• _SUPPLIED TEXT_
>>>

Back to blog

Transactional Outbox: Solving the Dual Write Problem Without 2PC

The first outbox I built felt like overkill, until it saved a deploy. “Save the order and send an email.” One sentence that caused me three months of debugging. Customers complained they didn’t receive order confirmation, but the order existed in the system. Or the opposite - they got the email, but the order was nowhere to be found.

The problem? Dual Write - two independent systems (database + email/message queue) without a shared transaction. The solution? Transactional Outbox pattern.

Tested on: PostgreSQL 14+, Node.js 20+, TypeScript 5.x. Production-proven on systems handling 50k+ messages daily.

What is the Dual Write Problem

Look at this code:

async function createOrder(order: Order): Promise<void> {
  // Step 1: Save to DB
  await db.orders.insert(order);

  // Step 2: Send event to Kafka/RabbitMQ
  await messageQueue.publish('order.created', order);

  // Step 3: Send notification
  await emailService.send(order.customerEmail, 'Order confirmed');
}

What can go wrong?

  1. DB OK, Kafka FAIL - order exists, but no other system knows about it
  2. DB OK, Kafka OK, Email FAIL - customer doesn’t receive confirmation
  3. DB timeout after Kafka - message sent, but transaction rolled back

Race Condition in Practice

Even worse - even when everything succeeds:

// Request 1 (slow network)

<<<

• _GIVEN TASK 1_
Which versions of PostgreSQL and Node.js was the blog post's approach tested on?
• _GIVEN TASK 2_
Do these statements agree with the blog post? Answer yes or no for each, and quote the words that decide it.
(a) The approach has been used in production on systems that handle more than 50,000 messages a day.
(b) When the database write succeeds and Kafka fails, the customer doesn't receive a confirmation.
(c) The dual write problem led to six months of debugging.
• _GIVEN TASK 3_
Reproduce the part of the blog post starting with "Transactional Outbox: Solving" and going on through "50k+ messages daily.".
Base your answers on the blog post alone.

• _DATA RECORDS_
>>>

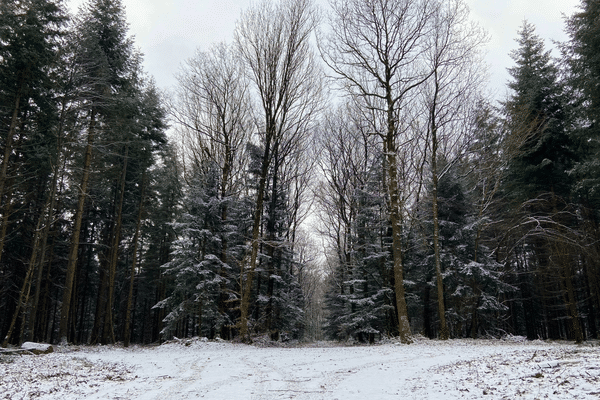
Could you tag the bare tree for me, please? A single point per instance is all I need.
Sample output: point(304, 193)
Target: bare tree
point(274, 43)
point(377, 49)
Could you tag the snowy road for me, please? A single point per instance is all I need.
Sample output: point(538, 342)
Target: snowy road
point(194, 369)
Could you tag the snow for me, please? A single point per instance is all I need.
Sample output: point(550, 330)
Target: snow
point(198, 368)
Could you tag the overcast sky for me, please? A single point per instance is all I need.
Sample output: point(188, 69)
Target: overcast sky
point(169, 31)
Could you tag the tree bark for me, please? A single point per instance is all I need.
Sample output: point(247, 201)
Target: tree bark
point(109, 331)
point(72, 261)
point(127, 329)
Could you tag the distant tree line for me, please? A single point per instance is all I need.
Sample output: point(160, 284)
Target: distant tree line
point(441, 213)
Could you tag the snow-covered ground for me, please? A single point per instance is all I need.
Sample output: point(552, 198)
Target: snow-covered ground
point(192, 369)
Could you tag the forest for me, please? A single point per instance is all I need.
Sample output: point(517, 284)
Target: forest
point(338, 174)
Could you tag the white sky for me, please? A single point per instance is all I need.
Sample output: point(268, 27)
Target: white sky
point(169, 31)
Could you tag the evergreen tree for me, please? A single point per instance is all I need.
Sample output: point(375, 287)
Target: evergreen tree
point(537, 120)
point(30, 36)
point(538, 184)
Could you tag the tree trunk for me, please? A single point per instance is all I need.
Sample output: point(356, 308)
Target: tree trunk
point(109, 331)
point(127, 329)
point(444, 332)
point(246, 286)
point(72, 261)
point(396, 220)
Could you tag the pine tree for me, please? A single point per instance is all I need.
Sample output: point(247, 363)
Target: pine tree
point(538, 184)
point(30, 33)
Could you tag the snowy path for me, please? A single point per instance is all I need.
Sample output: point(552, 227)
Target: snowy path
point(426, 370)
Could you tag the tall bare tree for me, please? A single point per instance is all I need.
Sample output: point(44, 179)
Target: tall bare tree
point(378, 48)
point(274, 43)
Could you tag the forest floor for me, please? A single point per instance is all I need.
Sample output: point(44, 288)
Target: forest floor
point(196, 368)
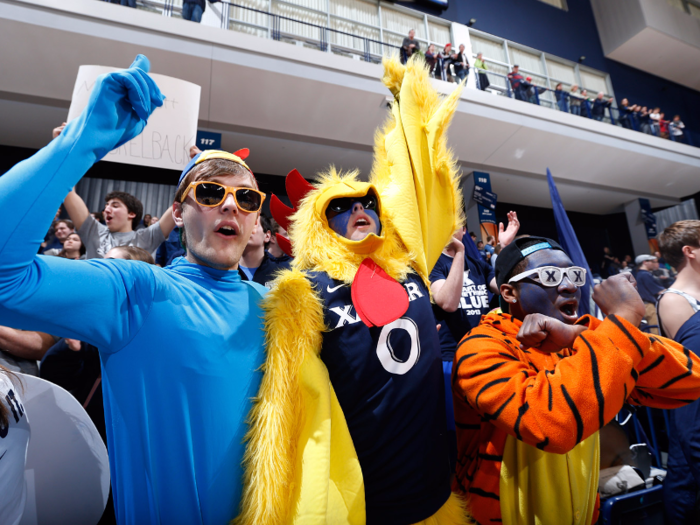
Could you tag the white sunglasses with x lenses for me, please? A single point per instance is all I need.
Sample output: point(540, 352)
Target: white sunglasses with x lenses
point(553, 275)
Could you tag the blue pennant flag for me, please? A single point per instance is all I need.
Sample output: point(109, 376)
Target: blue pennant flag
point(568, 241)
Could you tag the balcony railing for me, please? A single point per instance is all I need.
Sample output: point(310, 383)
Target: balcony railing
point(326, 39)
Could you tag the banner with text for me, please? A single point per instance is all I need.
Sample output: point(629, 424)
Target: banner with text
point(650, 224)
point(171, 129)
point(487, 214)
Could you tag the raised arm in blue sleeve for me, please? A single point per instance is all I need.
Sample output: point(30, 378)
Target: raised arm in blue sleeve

<<<

• _TASK RESPONSE 1_
PostgreSQL 14+ and Node.js 20+.

• _TASK RESPONSE 2_
(a) Yes: "Production-proven on systems handling 50k+ messages daily."
(b) No: "DB OK, Kafka FAIL - order exists, but no other system knows about it"
(c) No: "One sentence that caused me three months of debugging."

• _TASK RESPONSE 3_
Transactional Outbox: Solving the Dual Write Problem Without 2PC

The first outbox I built felt like overkill, until it saved a deploy. “Save the order and send an email.” One sentence that caused me three months of debugging. Customers complained they didn’t receive order confirmation, but the order existed in the system. Or the opposite - they got the email, but the order was nowhere to be found.

The problem? Dual Write - two independent systems (database + email/message queue) without a shared transaction. The solution? Transactional Outbox pattern.

Tested on: PostgreSQL 14+, Node.js 20+, TypeScript 5.x. Production-proven on systems handling 50k+ messages daily.